Selected excerpt Start Marker

Wed Apr 10, 2024, 02:47 PM
Apr 2024

Baby boomers cresting into the job market as the oil recession hit.

haele

(15,464 posts)
5. A couple things happened in the late 70's/early 80's that affected jobs...
Wed Apr 10, 2024, 05:27 PM
Apr 2024

Technology which actually reduced the amount of people needed to run larger scaled organizations and businesses. Both in terms of physical labor and service labor. You just didn't need a secretary or accounting pool, or file clerks anymore. Nor did you need as many people to run programmable machinery in the factories, or farm hands to help with harvest or at a dairy.

Corporations realized quickly the benefits of canning higher paid executive and management assistants, and saw that as an excuse for consolidating and restructuring their
internal company labor across the board.
The Post War boom was getting harder to sustain;
loosening regulations affecting big businesses and mergers which creating even more lost jobs as smaller businesses were bought out or couldn't compete.
Baby boomers flooding the job markets as their parents retired or sold their small businesses. Also, fewer and fewer boomers wanted to keep the family farm or small business; developers were offering them instant wealth to take all that hard work off their hands once Dad was no longer making the decisions and the heirs realized the amount of hard work it took to keep things running.
This is still going on; Boomers have found the get rich quick policies of the 70's and 80's did not enable a majority of them to retire and go on to do whatever made them happy as their parents did (401ks are not pensions....) in the 90's and early 2000's as they expected and the jobs they've been holding on to or keeping from younger workers are just starting to unclog. In the mean time, available jobs are again stratifying between physical labor/low end service and "professional" at an alarming rate - more people competing for fewer well paying jobs while those who make money off money take the lion's share of both money and power.

Boomers were the first large cohort of teenagers as we know today, and a larger percentage of them just weren't able to make the leap from a longer childhood to adulthood. This isn't a "kids these days" observation, this is seeing the difference between a far more time consuming work load my "Silent/Greatest Generation" grandparents had between jobs and home maintenance, and the increasing amount of leisure time my parents and I had to be able to just - hang out and veg - after work and chores.

Selected excerpt End Marker
Information shown Start Marker

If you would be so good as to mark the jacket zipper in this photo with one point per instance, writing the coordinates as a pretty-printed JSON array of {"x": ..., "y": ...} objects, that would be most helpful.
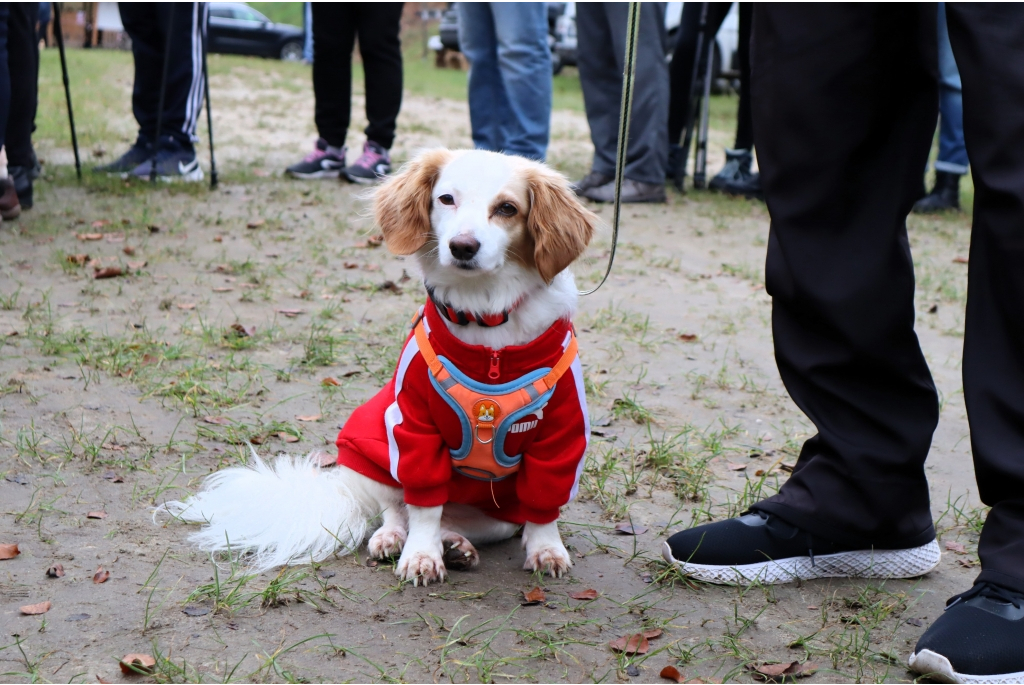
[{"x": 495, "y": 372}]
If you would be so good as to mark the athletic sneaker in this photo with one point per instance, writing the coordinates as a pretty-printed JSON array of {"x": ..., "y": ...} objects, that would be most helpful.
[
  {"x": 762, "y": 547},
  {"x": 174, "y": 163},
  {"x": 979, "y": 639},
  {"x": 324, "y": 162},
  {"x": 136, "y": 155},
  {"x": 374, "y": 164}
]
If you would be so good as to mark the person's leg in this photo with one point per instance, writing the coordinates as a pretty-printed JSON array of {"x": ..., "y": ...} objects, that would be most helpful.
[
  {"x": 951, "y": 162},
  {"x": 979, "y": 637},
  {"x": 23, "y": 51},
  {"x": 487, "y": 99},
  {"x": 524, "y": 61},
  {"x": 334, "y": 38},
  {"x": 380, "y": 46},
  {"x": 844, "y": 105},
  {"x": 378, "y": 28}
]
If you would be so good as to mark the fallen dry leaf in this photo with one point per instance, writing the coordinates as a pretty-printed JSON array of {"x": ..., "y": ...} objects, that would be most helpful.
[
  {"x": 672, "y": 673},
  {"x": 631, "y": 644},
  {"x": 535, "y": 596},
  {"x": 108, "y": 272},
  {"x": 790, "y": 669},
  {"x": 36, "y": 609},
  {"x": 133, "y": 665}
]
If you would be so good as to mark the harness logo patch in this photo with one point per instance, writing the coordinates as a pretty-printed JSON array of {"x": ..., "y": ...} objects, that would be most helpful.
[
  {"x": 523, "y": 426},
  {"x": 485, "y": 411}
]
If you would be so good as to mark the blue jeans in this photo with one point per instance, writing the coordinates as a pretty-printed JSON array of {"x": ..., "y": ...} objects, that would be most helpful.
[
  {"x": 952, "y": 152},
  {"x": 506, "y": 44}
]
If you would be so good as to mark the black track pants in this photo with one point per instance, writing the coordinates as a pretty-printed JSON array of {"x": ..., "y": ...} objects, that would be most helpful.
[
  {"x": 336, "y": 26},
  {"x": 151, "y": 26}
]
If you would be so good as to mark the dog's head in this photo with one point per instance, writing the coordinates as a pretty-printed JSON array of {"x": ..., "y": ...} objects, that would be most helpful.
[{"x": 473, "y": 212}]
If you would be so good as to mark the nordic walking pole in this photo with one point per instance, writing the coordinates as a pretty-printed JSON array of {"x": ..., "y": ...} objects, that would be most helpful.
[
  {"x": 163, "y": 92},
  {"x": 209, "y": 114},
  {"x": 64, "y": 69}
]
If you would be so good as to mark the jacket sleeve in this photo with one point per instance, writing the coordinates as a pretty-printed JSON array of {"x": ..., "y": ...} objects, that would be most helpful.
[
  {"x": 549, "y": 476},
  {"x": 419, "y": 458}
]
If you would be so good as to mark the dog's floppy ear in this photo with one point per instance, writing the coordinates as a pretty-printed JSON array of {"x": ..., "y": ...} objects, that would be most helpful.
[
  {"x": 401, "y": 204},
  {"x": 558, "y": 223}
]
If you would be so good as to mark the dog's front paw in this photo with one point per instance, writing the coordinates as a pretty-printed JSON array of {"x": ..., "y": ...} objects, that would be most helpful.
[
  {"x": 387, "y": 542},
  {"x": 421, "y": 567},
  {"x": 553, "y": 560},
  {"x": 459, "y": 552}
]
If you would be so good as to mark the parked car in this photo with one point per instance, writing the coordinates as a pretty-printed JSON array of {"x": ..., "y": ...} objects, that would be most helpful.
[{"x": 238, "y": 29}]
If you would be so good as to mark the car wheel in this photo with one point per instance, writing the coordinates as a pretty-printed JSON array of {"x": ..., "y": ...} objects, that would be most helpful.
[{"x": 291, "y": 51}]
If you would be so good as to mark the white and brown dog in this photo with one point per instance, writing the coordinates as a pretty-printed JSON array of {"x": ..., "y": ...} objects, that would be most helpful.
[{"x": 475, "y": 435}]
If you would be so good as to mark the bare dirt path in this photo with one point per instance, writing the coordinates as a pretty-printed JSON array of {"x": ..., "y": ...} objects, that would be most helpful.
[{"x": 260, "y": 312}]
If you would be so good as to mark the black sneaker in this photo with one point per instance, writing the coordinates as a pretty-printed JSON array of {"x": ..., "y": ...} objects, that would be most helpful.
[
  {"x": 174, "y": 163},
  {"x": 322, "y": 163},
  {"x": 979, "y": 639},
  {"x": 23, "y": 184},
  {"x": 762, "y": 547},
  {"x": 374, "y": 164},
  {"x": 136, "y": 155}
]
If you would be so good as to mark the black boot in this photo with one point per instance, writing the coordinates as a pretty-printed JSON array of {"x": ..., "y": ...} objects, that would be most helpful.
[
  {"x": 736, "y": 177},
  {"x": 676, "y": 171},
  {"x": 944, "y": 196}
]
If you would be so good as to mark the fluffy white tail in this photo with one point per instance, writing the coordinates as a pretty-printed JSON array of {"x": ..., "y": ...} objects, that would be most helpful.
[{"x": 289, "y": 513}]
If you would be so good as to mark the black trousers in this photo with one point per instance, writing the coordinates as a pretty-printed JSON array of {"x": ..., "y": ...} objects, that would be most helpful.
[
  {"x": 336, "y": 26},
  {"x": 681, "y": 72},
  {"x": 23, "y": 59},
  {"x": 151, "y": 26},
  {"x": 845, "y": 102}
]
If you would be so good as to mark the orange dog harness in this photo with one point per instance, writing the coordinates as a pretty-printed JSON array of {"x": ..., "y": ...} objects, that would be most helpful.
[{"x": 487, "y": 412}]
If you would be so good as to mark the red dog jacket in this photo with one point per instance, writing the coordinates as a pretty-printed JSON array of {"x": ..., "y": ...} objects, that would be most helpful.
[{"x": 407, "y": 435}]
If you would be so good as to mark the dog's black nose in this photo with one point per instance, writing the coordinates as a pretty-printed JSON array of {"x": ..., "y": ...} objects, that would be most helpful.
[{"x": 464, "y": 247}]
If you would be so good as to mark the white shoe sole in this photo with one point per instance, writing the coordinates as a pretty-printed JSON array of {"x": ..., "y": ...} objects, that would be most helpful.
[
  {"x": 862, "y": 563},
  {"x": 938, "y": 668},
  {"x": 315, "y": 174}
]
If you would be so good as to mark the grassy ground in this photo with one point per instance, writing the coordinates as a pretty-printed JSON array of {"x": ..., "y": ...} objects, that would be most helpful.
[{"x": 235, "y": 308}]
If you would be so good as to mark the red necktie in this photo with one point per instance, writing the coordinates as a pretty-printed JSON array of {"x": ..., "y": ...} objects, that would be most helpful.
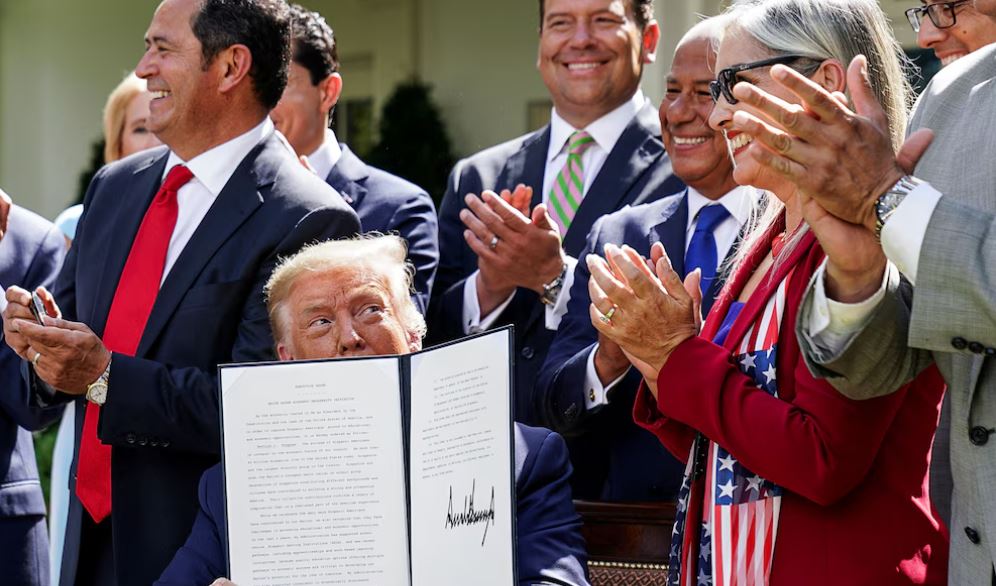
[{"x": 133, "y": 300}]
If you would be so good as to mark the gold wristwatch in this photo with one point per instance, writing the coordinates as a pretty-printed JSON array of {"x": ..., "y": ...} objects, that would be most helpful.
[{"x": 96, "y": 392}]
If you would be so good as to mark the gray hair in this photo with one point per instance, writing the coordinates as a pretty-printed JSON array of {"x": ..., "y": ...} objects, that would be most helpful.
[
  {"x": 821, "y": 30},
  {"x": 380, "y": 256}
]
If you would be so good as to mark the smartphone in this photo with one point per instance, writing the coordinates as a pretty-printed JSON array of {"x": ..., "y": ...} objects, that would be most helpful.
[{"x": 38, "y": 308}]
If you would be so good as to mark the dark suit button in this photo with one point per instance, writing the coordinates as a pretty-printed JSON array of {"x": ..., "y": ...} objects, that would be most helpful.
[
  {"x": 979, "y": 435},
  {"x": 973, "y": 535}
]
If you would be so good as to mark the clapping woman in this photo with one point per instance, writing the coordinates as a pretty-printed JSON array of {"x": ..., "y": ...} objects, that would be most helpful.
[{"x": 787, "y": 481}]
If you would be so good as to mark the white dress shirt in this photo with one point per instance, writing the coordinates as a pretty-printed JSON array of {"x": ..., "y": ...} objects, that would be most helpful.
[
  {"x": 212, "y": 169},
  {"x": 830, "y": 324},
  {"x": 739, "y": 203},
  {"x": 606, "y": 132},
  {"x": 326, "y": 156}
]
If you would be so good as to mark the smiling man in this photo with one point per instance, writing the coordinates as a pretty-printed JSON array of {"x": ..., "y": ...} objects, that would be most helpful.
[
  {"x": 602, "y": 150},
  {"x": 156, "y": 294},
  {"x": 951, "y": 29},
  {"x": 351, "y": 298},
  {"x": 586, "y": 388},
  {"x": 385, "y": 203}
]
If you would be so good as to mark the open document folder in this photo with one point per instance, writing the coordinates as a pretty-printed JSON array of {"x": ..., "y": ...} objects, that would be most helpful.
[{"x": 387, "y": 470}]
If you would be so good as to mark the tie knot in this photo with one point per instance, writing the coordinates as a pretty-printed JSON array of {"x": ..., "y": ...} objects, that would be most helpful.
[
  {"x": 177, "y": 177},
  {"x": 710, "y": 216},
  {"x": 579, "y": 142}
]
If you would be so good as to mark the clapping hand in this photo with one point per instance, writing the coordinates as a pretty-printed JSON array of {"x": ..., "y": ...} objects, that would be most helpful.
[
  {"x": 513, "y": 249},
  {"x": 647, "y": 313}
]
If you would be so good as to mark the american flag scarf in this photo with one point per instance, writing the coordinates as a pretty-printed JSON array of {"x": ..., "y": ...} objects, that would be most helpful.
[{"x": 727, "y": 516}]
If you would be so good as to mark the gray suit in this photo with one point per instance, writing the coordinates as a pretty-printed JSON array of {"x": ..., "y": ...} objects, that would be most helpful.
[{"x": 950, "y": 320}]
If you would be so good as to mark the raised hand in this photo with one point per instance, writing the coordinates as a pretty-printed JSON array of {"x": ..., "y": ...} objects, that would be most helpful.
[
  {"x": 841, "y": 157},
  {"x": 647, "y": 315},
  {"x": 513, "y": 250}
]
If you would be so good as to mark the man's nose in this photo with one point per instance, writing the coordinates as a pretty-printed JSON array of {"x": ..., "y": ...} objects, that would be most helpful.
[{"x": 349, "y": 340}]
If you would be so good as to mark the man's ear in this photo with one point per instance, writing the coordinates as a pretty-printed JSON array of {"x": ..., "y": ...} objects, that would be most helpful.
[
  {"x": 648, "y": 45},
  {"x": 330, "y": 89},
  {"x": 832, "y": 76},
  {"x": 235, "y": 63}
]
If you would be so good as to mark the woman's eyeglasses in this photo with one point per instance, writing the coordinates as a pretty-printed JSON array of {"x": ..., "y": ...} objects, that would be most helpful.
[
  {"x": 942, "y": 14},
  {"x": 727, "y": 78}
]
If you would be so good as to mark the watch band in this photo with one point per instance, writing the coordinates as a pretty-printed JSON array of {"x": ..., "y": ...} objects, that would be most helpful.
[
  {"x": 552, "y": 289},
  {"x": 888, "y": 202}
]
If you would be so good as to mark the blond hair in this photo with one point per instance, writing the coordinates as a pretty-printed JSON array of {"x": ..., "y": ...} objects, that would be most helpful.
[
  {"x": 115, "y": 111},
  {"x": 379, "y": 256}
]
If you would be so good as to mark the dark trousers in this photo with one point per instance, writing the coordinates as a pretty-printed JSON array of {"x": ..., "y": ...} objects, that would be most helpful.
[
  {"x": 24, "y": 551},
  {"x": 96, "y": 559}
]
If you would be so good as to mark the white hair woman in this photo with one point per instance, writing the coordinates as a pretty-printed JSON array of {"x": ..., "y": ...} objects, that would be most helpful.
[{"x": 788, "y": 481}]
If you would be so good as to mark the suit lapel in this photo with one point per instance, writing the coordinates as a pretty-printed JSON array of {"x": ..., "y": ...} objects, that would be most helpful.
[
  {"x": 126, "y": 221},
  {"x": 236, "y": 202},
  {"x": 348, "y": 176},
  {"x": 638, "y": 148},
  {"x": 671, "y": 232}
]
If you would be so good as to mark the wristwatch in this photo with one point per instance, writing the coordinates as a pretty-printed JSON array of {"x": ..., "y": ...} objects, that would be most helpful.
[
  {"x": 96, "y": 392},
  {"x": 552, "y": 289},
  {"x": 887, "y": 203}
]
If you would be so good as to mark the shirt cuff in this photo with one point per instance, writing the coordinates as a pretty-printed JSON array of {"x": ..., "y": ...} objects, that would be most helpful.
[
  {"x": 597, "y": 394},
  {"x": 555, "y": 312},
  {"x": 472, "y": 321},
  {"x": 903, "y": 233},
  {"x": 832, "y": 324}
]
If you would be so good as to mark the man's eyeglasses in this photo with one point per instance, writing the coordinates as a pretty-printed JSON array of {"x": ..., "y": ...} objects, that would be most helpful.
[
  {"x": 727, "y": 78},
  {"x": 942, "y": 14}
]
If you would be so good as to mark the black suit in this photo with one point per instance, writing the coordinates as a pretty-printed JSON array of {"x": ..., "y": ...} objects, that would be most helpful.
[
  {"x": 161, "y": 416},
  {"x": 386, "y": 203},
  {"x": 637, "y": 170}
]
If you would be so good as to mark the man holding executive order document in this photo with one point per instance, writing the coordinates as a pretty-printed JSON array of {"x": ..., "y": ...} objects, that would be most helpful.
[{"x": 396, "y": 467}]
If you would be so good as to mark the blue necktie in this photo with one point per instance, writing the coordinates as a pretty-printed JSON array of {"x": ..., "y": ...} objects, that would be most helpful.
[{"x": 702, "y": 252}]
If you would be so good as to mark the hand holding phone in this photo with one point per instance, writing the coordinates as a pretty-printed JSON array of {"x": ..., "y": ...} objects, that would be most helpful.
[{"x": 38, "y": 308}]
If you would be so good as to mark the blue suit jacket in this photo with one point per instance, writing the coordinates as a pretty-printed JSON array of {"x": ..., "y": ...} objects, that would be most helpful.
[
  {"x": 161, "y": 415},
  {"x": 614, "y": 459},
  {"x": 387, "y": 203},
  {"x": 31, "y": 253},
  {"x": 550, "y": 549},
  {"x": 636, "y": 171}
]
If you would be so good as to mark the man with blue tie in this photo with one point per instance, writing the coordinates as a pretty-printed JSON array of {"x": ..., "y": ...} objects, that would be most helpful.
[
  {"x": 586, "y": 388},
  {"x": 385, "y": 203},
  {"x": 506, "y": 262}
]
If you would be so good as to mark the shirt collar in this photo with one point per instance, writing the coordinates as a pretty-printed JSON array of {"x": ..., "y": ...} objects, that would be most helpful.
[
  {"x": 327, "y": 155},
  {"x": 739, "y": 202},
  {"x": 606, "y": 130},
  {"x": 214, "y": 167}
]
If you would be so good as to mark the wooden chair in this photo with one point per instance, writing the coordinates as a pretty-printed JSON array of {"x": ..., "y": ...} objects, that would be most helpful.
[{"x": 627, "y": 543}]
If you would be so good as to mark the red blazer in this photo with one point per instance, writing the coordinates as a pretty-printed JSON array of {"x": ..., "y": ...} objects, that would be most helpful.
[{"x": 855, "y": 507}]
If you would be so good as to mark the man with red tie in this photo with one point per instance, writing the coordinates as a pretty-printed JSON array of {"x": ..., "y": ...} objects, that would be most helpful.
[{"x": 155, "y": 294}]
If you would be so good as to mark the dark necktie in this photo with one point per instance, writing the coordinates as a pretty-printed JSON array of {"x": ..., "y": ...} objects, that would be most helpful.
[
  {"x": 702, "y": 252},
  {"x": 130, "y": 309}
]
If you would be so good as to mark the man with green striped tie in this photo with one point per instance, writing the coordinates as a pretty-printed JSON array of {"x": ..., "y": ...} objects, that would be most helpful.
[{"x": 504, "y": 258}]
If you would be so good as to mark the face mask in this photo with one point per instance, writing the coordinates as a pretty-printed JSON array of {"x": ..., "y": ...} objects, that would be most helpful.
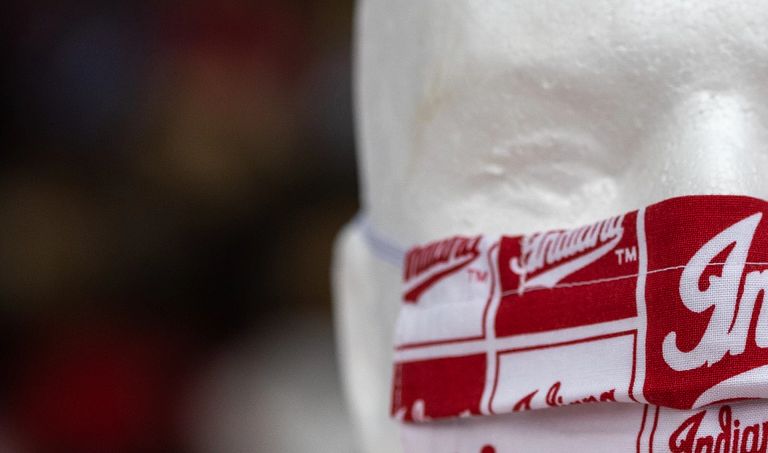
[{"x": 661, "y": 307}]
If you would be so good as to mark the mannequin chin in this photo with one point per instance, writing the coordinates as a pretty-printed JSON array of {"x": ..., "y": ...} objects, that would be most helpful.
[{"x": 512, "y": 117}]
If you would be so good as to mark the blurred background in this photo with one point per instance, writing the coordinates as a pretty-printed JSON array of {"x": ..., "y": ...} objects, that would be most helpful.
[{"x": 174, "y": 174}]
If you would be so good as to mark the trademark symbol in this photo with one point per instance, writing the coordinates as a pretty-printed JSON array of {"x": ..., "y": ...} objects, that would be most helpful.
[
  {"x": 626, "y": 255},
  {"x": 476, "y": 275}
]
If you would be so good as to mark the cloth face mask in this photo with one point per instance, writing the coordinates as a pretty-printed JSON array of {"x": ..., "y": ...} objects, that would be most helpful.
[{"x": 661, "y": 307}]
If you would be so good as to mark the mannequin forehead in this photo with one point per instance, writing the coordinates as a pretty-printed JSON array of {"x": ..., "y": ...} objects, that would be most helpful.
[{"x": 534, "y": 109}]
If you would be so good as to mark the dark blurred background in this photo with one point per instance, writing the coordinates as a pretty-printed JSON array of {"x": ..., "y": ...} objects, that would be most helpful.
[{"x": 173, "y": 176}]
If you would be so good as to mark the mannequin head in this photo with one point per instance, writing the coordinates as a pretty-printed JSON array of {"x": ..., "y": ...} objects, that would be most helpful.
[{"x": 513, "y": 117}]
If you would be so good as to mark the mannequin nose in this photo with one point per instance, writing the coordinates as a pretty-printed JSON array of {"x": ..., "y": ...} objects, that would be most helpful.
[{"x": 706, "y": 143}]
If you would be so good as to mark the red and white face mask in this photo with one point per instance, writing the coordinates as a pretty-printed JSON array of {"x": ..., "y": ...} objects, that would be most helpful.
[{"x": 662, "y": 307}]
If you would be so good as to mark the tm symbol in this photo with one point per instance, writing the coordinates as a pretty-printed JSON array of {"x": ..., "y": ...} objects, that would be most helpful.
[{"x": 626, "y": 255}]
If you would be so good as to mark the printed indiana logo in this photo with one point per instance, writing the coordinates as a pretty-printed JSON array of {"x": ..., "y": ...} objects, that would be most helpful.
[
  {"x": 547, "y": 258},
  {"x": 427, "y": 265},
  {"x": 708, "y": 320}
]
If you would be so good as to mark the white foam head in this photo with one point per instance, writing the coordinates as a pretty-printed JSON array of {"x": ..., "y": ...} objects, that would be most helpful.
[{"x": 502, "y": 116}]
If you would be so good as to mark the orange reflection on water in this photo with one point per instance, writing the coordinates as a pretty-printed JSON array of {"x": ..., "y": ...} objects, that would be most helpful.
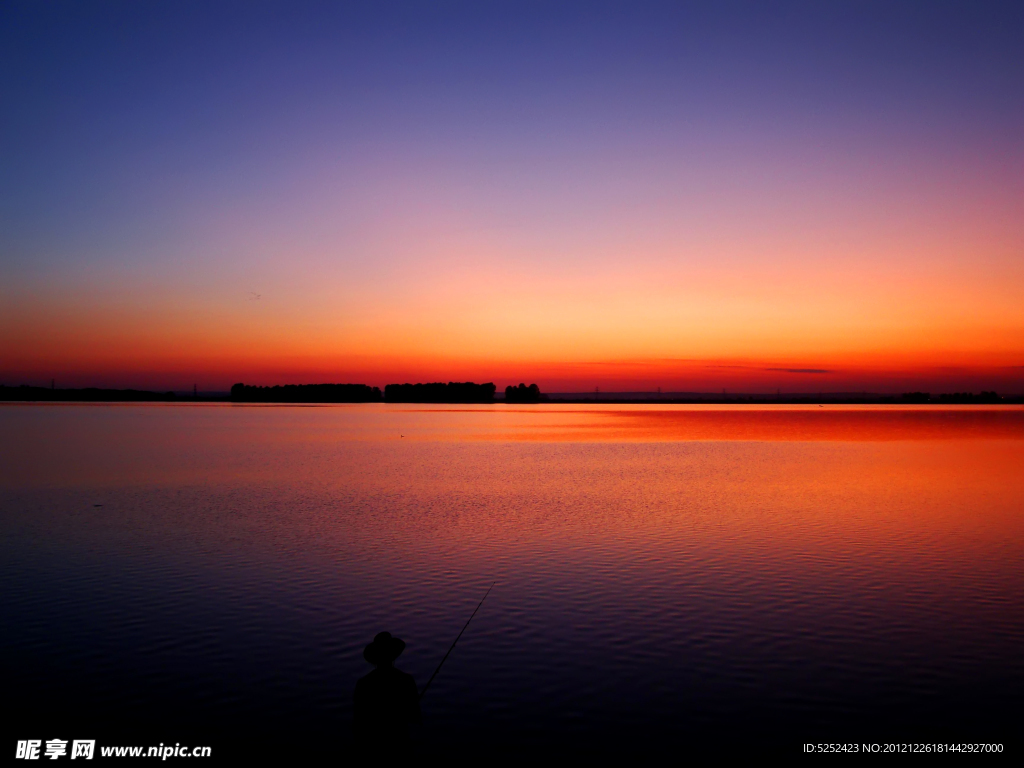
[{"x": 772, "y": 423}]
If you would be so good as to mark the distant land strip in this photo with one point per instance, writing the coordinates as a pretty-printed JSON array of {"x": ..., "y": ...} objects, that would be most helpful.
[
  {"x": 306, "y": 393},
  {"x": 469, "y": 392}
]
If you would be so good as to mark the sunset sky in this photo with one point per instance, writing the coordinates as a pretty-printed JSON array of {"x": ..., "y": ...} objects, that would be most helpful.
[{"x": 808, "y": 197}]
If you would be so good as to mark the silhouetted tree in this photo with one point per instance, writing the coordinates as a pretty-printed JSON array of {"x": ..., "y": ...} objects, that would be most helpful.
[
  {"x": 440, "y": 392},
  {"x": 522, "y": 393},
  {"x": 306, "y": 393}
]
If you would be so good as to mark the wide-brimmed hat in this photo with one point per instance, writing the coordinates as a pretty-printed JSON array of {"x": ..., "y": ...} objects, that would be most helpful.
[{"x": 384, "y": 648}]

Information shown End Marker

Work to complete - Reproduce the passage in the post about the job market, starting with "Technology which actually" and going on through "at a dairy.". Work only from the post about the job market.

Output of the task -
Technology which actually reduced the amount of people needed to run larger scaled organizations and businesses. Both in terms of physical labor and service labor. You just didn't need a secretary or accounting pool, or file clerks anymore. Nor did you need as many people to run programmable machinery in the factories, or farm hands to help with harvest or at a dairy.